# Work required:
Restate all of the data below word for word.

# Data shown:
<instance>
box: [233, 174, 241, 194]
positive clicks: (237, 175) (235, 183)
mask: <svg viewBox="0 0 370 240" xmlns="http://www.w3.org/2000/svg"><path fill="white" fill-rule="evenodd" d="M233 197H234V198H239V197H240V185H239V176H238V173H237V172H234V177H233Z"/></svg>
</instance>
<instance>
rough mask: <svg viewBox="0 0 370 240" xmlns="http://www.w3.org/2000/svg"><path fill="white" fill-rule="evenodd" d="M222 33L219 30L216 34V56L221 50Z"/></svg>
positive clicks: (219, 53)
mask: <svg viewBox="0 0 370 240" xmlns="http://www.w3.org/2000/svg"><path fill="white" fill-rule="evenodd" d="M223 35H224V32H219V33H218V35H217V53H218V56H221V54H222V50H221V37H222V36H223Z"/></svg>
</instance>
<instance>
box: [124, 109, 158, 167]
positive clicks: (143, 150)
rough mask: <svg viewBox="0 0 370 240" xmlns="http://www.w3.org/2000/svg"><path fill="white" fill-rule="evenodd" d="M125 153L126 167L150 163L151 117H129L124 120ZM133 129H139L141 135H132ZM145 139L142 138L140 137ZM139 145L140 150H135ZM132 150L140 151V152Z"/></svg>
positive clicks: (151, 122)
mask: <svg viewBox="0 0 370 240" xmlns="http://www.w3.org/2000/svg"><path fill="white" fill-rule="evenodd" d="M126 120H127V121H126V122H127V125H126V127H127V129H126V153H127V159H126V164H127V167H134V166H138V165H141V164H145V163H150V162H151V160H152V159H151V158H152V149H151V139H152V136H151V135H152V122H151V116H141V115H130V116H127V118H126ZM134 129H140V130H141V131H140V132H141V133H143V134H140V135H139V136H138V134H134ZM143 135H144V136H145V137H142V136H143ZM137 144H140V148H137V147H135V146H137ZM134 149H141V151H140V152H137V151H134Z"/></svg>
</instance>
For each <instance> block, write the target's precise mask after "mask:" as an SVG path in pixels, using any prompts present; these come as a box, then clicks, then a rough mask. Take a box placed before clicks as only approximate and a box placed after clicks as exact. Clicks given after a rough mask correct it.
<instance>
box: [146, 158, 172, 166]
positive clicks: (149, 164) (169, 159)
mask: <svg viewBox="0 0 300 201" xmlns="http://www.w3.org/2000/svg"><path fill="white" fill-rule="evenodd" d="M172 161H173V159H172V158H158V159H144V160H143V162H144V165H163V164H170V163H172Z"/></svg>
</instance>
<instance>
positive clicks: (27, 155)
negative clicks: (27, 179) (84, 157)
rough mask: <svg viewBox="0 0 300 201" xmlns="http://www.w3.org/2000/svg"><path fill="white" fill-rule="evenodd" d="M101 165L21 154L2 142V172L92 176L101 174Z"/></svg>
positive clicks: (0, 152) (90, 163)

# Answer to this problem:
<instance>
box: [233, 174, 241, 194]
positive clicks: (237, 175) (235, 183)
mask: <svg viewBox="0 0 370 240" xmlns="http://www.w3.org/2000/svg"><path fill="white" fill-rule="evenodd" d="M233 197H234V198H239V197H240V185H239V176H238V173H237V172H234V177H233Z"/></svg>
</instance>
<instance>
rough mask: <svg viewBox="0 0 370 240" xmlns="http://www.w3.org/2000/svg"><path fill="white" fill-rule="evenodd" d="M222 33L219 30L216 34V56L221 50Z"/></svg>
positive clicks: (219, 53)
mask: <svg viewBox="0 0 370 240" xmlns="http://www.w3.org/2000/svg"><path fill="white" fill-rule="evenodd" d="M223 35H224V32H219V33H218V35H217V53H218V56H221V54H222V50H221V37H222V36H223Z"/></svg>
</instance>
<instance>
box: [124, 109, 158, 167]
positive clicks: (143, 150)
rough mask: <svg viewBox="0 0 370 240" xmlns="http://www.w3.org/2000/svg"><path fill="white" fill-rule="evenodd" d="M125 153L126 167L150 163L151 117H129L124 120ZM133 129H139L141 135H132ZM145 139L142 138L140 137ZM139 145L140 150H135ZM132 150L140 151V152Z"/></svg>
positive clicks: (151, 122)
mask: <svg viewBox="0 0 370 240" xmlns="http://www.w3.org/2000/svg"><path fill="white" fill-rule="evenodd" d="M126 120H127V121H126V122H127V125H126V127H127V129H126V153H127V159H126V164H127V167H134V166H138V165H141V164H145V163H150V162H151V160H152V159H151V158H152V149H151V139H152V136H151V135H152V122H151V116H141V115H130V116H127V118H126ZM134 129H140V130H141V131H140V132H141V133H143V134H140V135H139V136H138V134H134ZM143 135H144V136H145V137H142V136H143ZM137 144H140V148H137V147H135V146H137ZM134 149H141V151H140V152H137V151H134Z"/></svg>
</instance>
For each <instance> block, write the target's precise mask after "mask:" as an SVG path in pixels, using any prompts present; these come as a box, then clicks, then a rough mask. Take a box placed before clicks as only approximate and a box placed after clicks as exact. Clicks given after a rough mask correct it.
<instance>
box: [146, 158, 172, 166]
positive clicks: (149, 164) (169, 159)
mask: <svg viewBox="0 0 300 201" xmlns="http://www.w3.org/2000/svg"><path fill="white" fill-rule="evenodd" d="M172 161H173V159H172V158H158V159H144V160H143V162H144V165H163V164H170V163H172Z"/></svg>
</instance>
<instance>
positive clicks: (27, 155)
negative clicks: (27, 179) (84, 157)
rough mask: <svg viewBox="0 0 300 201" xmlns="http://www.w3.org/2000/svg"><path fill="white" fill-rule="evenodd" d="M101 165L21 154L2 142V172L92 176L101 174Z"/></svg>
positive clicks: (0, 152) (90, 163)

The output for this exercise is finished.